Your objective. Copy out every item below, swapping "single point" for "single marker" and changing nothing else.

Record list.

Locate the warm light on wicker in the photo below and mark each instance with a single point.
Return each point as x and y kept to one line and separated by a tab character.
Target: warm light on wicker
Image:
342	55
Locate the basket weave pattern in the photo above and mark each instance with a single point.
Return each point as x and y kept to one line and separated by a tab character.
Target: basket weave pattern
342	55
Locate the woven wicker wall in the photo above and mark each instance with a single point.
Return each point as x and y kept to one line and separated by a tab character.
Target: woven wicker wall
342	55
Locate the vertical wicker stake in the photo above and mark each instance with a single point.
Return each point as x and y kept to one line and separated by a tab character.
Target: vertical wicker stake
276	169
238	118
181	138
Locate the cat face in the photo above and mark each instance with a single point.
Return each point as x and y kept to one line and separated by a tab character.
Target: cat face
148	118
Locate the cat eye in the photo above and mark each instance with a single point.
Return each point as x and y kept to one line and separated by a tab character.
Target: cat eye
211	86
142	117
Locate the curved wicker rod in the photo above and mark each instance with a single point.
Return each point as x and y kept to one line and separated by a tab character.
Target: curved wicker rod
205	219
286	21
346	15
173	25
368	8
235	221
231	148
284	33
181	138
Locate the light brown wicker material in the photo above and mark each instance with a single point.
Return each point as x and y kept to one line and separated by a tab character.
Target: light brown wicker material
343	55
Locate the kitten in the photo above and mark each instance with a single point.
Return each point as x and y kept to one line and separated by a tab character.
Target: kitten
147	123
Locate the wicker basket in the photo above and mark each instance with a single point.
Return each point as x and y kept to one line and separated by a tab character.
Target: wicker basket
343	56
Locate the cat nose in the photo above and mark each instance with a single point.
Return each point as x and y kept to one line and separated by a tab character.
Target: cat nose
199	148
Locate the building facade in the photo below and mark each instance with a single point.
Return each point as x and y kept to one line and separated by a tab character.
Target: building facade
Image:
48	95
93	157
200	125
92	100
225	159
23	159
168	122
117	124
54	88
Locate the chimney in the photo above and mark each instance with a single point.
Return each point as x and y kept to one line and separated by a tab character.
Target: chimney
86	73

Written response.
Locate the warm light on wicker in the photo below and mark each instance with a single marker.
Return each point as x and y kept to one line and separated by a tab character.
Target: warm light on wicker
Image:
342	55
Locate the basket weave pattern in the photo above and mark each instance with a single marker.
Return each point as x and y kept to one line and separated by a tab character.
Target: basket weave pattern
342	55
Locate the woven wicker wall in the photo above and mark each instance with a single marker.
Return each point as x and y kept to one line and separated by a tab character.
Target: woven wicker wall
342	55
Locate the vertical wicker stake in the photo above and mark each instance with a single marker.
Return each point as x and y kept to one line and separated by a tab character.
Target: vertical wicker stake
276	169
238	118
181	138
Locate the cat face in the photo above and mark each instance with a single marker.
Return each point as x and y kept to one line and separated by a tab character.
Target: cat face
148	118
Locate the cat eye in the photo above and mark each instance with a single marker.
Return each point as x and y kept to one line and separated by a tab character.
Target: cat eye
211	86
142	117
Locate the curved wicker rod in the photo above and mark each instance with a single marker.
Return each point as x and y kept to one line and separated by a tab character.
Target: curved wicker rod
205	219
286	21
346	15
173	25
368	8
235	221
231	148
284	33
181	138
Locate the light brown wicker material in the photo above and mark each instance with a single marker.
Return each point as x and y kept to one line and separated by a tab character.
Target: light brown wicker material
343	55
Locate the kitten in the photo above and mark each instance with a single marker.
Return each point as x and y kept to one line and separated by a tab character.
Target: kitten
147	123
Locate the wicker basket in the photo above and mark each instance with a single marker.
Return each point as x and y kept to one line and separated by a tab character.
Target: wicker basket
343	56
Locate the cat nose in the photo above and mark each instance with a single marker.
Return each point as x and y kept to one line and separated by a tab character.
Target: cat nose
199	148
Locate the building facade in the photo below and mark each instance with a single marker.
Return each point as x and y kept to one line and separated by a tab character.
Target: building facade
Image:
48	95
93	157
200	125
92	100
225	159
23	159
168	122
117	124
54	88
Locate the chimney in the photo above and mark each instance with a single marker.
Return each point as x and y kept to one line and separated by a tab character.
Target: chimney
86	73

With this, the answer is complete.